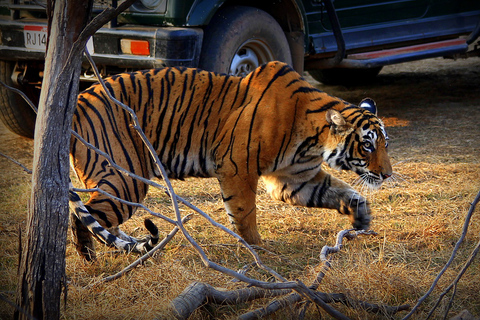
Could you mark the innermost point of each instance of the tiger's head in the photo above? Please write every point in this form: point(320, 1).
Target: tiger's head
point(358, 142)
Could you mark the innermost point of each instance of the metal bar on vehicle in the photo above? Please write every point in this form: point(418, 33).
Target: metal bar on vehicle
point(404, 57)
point(475, 34)
point(337, 32)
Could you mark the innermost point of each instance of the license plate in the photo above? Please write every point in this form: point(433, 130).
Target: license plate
point(35, 37)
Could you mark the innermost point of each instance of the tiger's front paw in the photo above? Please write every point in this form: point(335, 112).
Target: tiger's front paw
point(360, 214)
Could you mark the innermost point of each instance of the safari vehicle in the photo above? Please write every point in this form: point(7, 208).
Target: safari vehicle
point(346, 41)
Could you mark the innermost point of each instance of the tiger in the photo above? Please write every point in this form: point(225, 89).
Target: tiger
point(271, 125)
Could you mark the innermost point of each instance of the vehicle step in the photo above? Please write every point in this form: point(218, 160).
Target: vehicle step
point(411, 49)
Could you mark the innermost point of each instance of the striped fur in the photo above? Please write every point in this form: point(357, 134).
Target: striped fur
point(270, 124)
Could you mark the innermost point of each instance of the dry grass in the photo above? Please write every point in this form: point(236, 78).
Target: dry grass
point(433, 124)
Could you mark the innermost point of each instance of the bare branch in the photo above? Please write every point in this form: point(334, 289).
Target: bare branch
point(147, 255)
point(465, 267)
point(454, 252)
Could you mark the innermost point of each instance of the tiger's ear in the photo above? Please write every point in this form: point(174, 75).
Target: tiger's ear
point(336, 121)
point(368, 104)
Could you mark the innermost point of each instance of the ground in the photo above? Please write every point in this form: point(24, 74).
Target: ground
point(432, 112)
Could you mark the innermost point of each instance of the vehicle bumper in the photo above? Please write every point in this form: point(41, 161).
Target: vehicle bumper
point(169, 46)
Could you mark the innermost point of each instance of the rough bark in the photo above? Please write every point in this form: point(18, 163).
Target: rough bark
point(42, 266)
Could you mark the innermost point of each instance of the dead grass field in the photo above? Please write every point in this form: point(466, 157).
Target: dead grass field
point(432, 110)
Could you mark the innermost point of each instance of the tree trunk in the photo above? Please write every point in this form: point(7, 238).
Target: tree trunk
point(42, 265)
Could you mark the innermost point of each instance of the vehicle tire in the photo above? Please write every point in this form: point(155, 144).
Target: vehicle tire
point(238, 39)
point(15, 113)
point(343, 76)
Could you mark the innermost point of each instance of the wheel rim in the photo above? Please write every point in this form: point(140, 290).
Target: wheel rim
point(251, 54)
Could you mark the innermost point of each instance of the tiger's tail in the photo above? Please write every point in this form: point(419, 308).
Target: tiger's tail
point(82, 213)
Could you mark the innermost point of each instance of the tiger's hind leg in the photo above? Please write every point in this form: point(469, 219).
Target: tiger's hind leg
point(84, 225)
point(82, 238)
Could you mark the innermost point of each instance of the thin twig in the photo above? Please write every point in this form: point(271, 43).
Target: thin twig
point(454, 252)
point(295, 297)
point(465, 267)
point(17, 163)
point(130, 203)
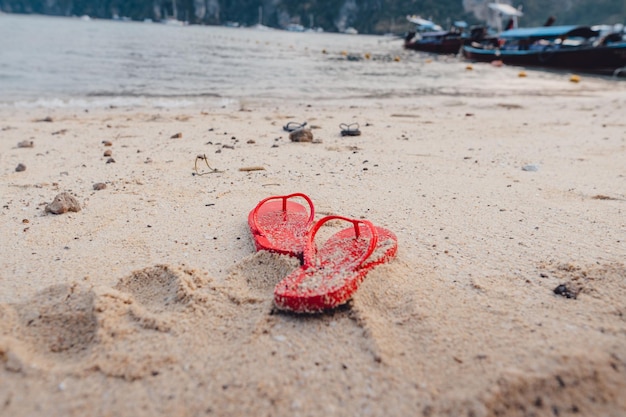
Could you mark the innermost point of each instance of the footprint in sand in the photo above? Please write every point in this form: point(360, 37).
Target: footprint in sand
point(582, 385)
point(164, 289)
point(75, 329)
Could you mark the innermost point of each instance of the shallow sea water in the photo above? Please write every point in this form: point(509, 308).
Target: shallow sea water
point(62, 62)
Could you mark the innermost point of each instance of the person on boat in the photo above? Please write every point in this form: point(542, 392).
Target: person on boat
point(550, 21)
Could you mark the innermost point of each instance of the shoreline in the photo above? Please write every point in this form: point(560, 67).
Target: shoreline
point(151, 300)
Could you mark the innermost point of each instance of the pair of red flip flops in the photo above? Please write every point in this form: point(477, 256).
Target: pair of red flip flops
point(330, 274)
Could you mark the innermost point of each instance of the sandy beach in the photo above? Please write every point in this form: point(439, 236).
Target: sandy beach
point(152, 301)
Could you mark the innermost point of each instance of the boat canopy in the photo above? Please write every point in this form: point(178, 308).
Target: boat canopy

→ GIVEN EXERCISE
Output every line of the items above as a numbered list, skipping blank lines. Leave the pictures out.

→ SOLUTION TO THE EXERCISE
1. Could you mark the innermost point of each instance of the tiger's head in the photo above? Please write every point in this form: point(320, 1).
2. Target: tiger's head
3. point(358, 142)
4. Could you mark the innermost point of each instance of the metal bar on vehicle in the photo above? Please write every point in this form: point(418, 33).
5. Target: metal bar on vehicle
6. point(404, 57)
7. point(475, 34)
8. point(337, 32)
9. Could you mark the innermost point of each instance of the license plate in the photo above? Please write every point in this form: point(433, 130).
10. Target: license plate
11. point(35, 37)
12. Could you mark the innermost point of each instance of the tiger's front paw in the photo above? Please write every point in this form: point(335, 112).
13. Target: tiger's front paw
14. point(360, 214)
15. Could you mark the innermost point of each instance of the safari vehicle in the photo above? Please write every point in this form: point(7, 208).
16. Target: safari vehicle
17. point(346, 41)
18. Could you mark the innermost point of each instance of the tiger in the photo above? Please write every point in this form: point(225, 89).
19. Target: tiger
20. point(271, 125)
21. Could you mark the innermost point of each instance of the vehicle step in the photo above? Please write every point in this form: point(218, 160).
22. Target: vehicle step
23. point(411, 49)
24. Could you mark the innermost point of each instance of the striped fur in the photo above? Please write every point in this form: point(357, 134).
25. Target: striped fur
26. point(270, 124)
27. Could you mark the innermost point of each instance of the dry grass in the photo above? Please write every point in this form: point(236, 78).
28. Target: dry grass
29. point(433, 124)
30. Could you mark the innermost point of each instance of the bare branch in the photo above? Please write every point in this form: point(334, 289).
31. Target: bare branch
32. point(147, 255)
33. point(465, 267)
34. point(454, 252)
35. Could you mark the innermost point of each instance of the tiger's ear in the photo above? Please write every point in this form: point(174, 75).
36. Target: tiger's ear
37. point(336, 121)
38. point(368, 104)
39. Could you mark the innermost point of each instance of the ground in the photo above? Please write every point in this form: point(24, 74).
40. Target: ground
41. point(432, 112)
42. Could you mark the innermost point of each instance of the vehicle bumper in the photo above? Please write every point in this form: point(41, 161).
43. Target: vehicle bumper
44. point(169, 46)
45. Could you mark the innermost point of each instance of the rough bark in the photo above? Please write every point in this form: point(18, 163).
46. Target: rough bark
47. point(42, 266)
48. Could you mark the innermost point of each instance of the dead grass field in the photo above? Please write every point in this form: point(466, 157).
49. Target: dead grass field
50. point(432, 110)
51. Could you mark the innermost point of each instance of the tree trunk in the photo above? Please write every point in this form: point(7, 238).
52. Target: tree trunk
53. point(42, 265)
54. Could you mark the innermost point of each instance of the vehicle tire in the photo above? Please write every point in this form: point(155, 144).
55. Target: vehicle tire
56. point(238, 39)
57. point(15, 113)
58. point(343, 76)
59. Could you mark the innermost point of each instance of the wheel rim in the photo above? Please write every point in this form: point(140, 290).
60. Target: wheel rim
61. point(251, 54)
62. Could you mark the innermost point of each instance of the tiger's tail in the photo above? Please write every point in this form: point(419, 308).
63. Target: tiger's tail
64. point(82, 213)
65. Could you mark the innermost point of each instance of the tiger's hind leg in the photo above? Please write every point in this form: point(469, 219).
66. Target: tiger's hind leg
67. point(84, 225)
68. point(82, 238)
69. Could you mark the innermost point of each instance of the thin twig in the photo above? Please write every point in this form: point(271, 43).
70. Target: thin twig
71. point(454, 252)
72. point(295, 297)
73. point(465, 267)
74. point(17, 163)
75. point(130, 203)
76. Could you mark the innermost point of each instance of the footprint in sand in the photo above? Please write every point in this form: point(360, 37).
77. Target: footprint in sand
78. point(582, 385)
79. point(164, 289)
80. point(75, 329)
81. Could you mark the innermost point of each instance of the shallow sea water in the photo above? Please write every point in this form: point(509, 308).
82. Target: shallow sea water
83. point(62, 62)
84. Could you mark the innermost point of each instance of the person on boat in the photo above? Please write every point in this form: point(542, 392).
85. Target: person on boat
86. point(550, 21)
87. Could you mark the innermost point of each instance of the shoreline in the photo above? Please write every point in this form: point(560, 67).
88. Target: shoreline
89. point(151, 300)
90. Could you mark the innermost point of each instance of the pair of red flip flops in the photo above? Please write every point in this form: point(477, 256).
91. Target: pair of red flip flops
92. point(330, 274)
93. Could you mark the innermost point of each instance of the sandy beach in the photo above? Please write every point in this form: point(439, 236).
94. Target: sandy beach
95. point(152, 301)
96. Could you mark the innermost point of each instance of the boat canopy in the photo above? Please write every point in this form: point(178, 308).
97. Target: boat canopy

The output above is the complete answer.